Exercise goal: What you give back must match the records below exactly, apart from the pictures, which are omitted.

Records for the exercise:
★ ★ ★ ★ ★ ★ ★
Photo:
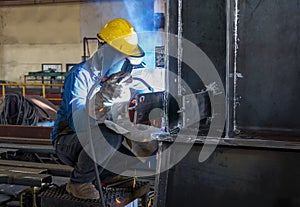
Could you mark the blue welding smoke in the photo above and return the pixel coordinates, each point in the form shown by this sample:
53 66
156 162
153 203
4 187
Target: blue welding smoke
140 13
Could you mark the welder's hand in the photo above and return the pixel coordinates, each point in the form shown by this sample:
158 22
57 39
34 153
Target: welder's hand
112 87
110 90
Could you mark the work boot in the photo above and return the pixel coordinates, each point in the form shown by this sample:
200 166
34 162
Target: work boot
83 190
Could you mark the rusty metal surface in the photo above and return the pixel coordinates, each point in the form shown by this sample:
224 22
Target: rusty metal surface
280 143
29 179
53 169
115 197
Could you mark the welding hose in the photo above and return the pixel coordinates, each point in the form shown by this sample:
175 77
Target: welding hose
26 113
89 135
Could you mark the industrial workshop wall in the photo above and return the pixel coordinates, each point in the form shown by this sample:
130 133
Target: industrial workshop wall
32 35
53 33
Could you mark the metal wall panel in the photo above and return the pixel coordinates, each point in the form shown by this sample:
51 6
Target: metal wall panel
232 176
267 89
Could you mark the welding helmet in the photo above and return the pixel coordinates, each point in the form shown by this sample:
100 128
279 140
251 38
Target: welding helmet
120 34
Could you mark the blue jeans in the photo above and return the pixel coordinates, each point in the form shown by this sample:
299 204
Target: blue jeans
70 151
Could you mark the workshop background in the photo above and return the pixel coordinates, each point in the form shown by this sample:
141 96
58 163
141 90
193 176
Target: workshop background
247 119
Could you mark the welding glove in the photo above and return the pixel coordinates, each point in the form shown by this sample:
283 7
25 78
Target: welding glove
110 91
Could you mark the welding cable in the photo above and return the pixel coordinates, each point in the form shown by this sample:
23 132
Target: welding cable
18 111
89 135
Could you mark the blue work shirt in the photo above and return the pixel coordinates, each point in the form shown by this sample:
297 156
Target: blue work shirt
77 85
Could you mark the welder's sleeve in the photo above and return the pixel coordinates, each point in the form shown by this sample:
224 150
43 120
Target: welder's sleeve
79 92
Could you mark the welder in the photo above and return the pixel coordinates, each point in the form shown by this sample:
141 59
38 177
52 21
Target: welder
118 51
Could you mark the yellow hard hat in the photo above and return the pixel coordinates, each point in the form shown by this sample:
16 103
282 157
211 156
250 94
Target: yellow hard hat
120 34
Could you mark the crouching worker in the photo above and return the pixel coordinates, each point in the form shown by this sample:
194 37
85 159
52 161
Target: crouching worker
118 44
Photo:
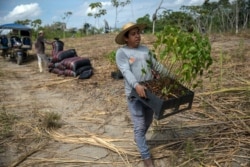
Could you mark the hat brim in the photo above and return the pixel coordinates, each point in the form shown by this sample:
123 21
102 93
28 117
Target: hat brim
120 37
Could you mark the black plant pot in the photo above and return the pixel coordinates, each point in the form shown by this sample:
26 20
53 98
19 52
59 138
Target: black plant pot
165 108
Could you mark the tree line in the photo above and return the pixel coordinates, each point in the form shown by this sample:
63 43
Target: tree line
210 16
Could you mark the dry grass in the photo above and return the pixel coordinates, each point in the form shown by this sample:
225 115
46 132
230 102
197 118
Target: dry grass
214 133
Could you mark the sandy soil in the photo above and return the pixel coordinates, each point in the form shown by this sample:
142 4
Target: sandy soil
96 128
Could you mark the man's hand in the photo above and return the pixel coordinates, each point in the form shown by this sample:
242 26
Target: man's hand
140 89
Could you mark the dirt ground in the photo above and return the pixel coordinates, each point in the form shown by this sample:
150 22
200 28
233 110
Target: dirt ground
96 127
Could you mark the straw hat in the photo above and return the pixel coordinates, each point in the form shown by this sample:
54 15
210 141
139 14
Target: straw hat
40 32
119 39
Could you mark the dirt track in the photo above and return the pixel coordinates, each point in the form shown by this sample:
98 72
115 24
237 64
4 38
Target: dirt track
96 123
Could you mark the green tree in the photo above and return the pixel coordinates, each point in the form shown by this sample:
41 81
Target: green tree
100 11
23 22
117 4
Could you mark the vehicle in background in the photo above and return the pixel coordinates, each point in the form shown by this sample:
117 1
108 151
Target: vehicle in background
15 41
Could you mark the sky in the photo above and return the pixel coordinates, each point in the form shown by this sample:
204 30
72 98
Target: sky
51 11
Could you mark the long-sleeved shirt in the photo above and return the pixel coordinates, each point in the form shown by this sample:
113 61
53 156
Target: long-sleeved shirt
134 65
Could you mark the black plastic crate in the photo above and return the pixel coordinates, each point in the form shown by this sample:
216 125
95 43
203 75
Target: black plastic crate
164 108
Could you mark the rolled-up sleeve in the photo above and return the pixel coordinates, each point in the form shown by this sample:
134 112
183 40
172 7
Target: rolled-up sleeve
122 62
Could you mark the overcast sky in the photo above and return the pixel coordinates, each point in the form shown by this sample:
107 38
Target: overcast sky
50 11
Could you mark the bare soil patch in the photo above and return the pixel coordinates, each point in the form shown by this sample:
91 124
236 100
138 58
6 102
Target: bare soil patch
96 127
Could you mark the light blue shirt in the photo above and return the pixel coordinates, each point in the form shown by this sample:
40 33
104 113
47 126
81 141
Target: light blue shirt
134 65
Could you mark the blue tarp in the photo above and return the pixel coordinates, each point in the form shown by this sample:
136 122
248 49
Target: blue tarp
14 26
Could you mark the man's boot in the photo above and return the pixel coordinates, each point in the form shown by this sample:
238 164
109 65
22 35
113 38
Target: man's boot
148 162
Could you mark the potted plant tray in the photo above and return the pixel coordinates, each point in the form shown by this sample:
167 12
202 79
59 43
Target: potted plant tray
170 104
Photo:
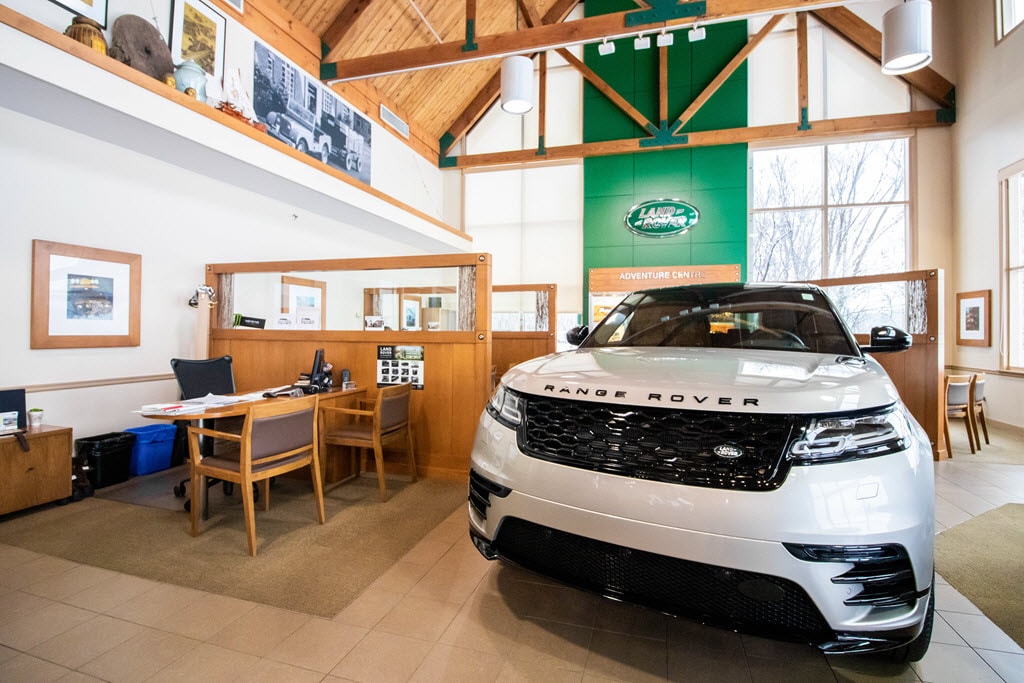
★ ★ ★ ★ ★ ★ ★
Output for this task:
Photo:
Could you mark the blue welding smoke in the photo above and return the pixel coordinates, each point in the form shown by this sample:
53 66
156 162
153 203
4 187
Target: blue welding smoke
140 13
Could you mark the welder's hand in the photo above and return the pixel coordinates, each point in the form shown by this sample:
158 22
57 39
34 153
Target: welder's hand
112 87
110 90
Could you mark the work boot in the photo above and return the pixel coordinates, each point in the form shown by this sample:
200 166
34 162
Target: work boot
83 190
Could you mark the rusty metal surface in the photo above and return the pixel coordinates, each point in the form shown by this sample:
224 22
Target: rusty metal surface
280 143
29 179
53 169
115 197
Could you mark the welding hose in the photo above and return the pixel coordinates, each point in the form shown by this sample:
175 77
Target: welding hose
26 113
89 135
Could you mark the industrial workshop wall in the photo above and return the pixel coordinates, each point in the form shown by this sample:
130 133
Target: industrial workshop wall
32 35
53 33
Could you mark the metal wall panel in the photo above and return the pixel coordinates, each point in the form shown by this sample:
51 6
Target: metal wall panel
232 176
267 89
Could you mark the welding helmet in the photo above and return the pixel coordinates, each point in the form shown by this sample:
100 128
279 140
251 38
Target: welding helmet
120 34
Could you mark the blue jeans in the photo above and return the pixel coordinates, each point in the form shown by this sample:
299 204
Target: blue jeans
70 151
Could you mark the workshop background in the photo above and return the pixel coordinates, each point in the form shown by this sample:
141 96
58 163
141 90
193 176
Target: workshop background
247 119
Could you mark the welding glove in the photo above and return the pixel coordinates, each point in the form shown by this sample:
283 7
25 78
Target: welding glove
110 91
Could you mark the welding cable in the photo above and return the pixel coordinates, each point in the form shown by this sample:
23 132
Target: welding cable
18 111
89 135
Could you mark the blue work shirt in the photo above and return the pixel coordinates, each point in the form shown by this sample:
297 156
Target: blue work shirt
77 85
Could you mark the welder's sleeve in the photo above and return the pixel coordinates, each point in the form shown by this sample:
224 150
43 120
Target: welder's sleeve
79 92
Could you mark the welder in the photo above and return the pixel coordinates, each point in the form shown by this sample:
141 59
38 177
52 21
Target: welder
118 51
Could you mark the yellow hard hat in the photo above and return the pixel coordinates, each point in the form shown by this sample:
16 103
282 157
211 156
250 94
Target: yellow hard hat
120 34
Could you mark the crouching worker in the photo above and return the pixel coordinates, each point in the form shown by this sample:
194 37
85 159
52 161
Target: crouching worker
118 44
Photo:
Could you mark the hat brim in the photo above and return the pixel coordinates, each point in the form shown by this sample:
123 21
102 93
28 117
Target: hat brim
120 37
Could you mark the black plant pot in the photo above and return the pixel coordinates, each point in the form shown by this sample:
26 20
53 98
19 52
59 138
Target: black plant pot
165 108
Could you mark the tree line in the photo above and return the pixel coordinates, each point in the form shown by this sample:
63 43
Target: tree line
210 16
Could you mark the dry grass in the photo above and return the pixel coordinates, each point in the form shown by this sample:
225 115
46 132
230 102
197 118
Target: dry grass
214 133
Could you mark the sandy soil in the photo above and return the pixel coordinates, each point in the form shown by this sample:
142 4
Target: sandy soil
96 128
Could you mark the man's hand in the photo above and return the pixel coordinates, each point in the form shown by this sample:
242 26
Target: man's hand
140 89
Could you mark the dirt ground in the photo above and return the pixel coordinates, each point in the form shown by this sample:
150 22
200 28
233 110
Target: dirt ground
96 127
Could you mark the straw hat in the photo above and return the pixel coordinates, each point in the form shown by this sample:
54 15
210 141
139 14
Target: straw hat
40 32
119 39
Could you mark the dirt track in the photo above and return the pixel coordinates, each point in the form shown by this sample:
98 72
115 24
237 64
4 38
Target: dirt track
96 123
Could you mark the green tree in the photo above and return the pixel coordinates, each point in the form shown by this sample:
41 81
Target: green tree
100 11
23 22
117 4
Could you mark the vehicle in background in the photo above and return the pixel coordinates, each point in the form shown by this sample:
117 1
108 151
Target: vehicle in background
15 41
Could you mark the sky in the photo above and return the pixel coordinates, each point in the form shown by this sample:
204 30
72 98
Target: sky
51 11
Could you mark the long-sleeved shirt in the photo above and return the pixel coordinates, each point in the form shown by this sample:
113 61
53 156
Target: long-sleeved shirt
134 65
Could you mark the black plastic crate in the photo above and return the pixel coordinates, each point in the form shown by this sample:
216 125
95 43
203 75
Target: black plastic crate
164 108
Could you mark the rolled-up sleeve in the photo above and return the pixel coordinates, each point in the form shown by this sample:
134 112
183 40
172 7
Target: rolled-up sleeve
122 62
Could you mark the overcast sky in the photo above and return the pixel coordinates, each point in the form shown by this sample:
107 38
Target: overcast sky
50 11
Could you mark the bare soil patch in the photo above and return the pixel coordinates, each point in the form shown by this sample:
91 124
236 100
138 58
6 102
Target: bare soil patch
96 127
Could you mark the light blue shirt in the photo above and return the pixel coordinates, each point in the form shown by this sample:
40 33
104 113
47 126
81 141
Target: light blue shirt
134 65
Could you mark the blue tarp in the photo above and return the pixel coordinates, each point in the form shown by this sample:
136 122
248 49
Target: blue tarp
14 26
Could you mark the man's boot in the photo above and return the pixel coordinates, each point in the form shown by this sample:
238 164
109 65
22 35
113 38
Target: man's boot
148 162
Could you mark the potted plant tray in the photo above and return the pixel coordinates, each point in the form shown by this sample:
167 12
202 79
59 43
Target: potted plant tray
170 104
Photo:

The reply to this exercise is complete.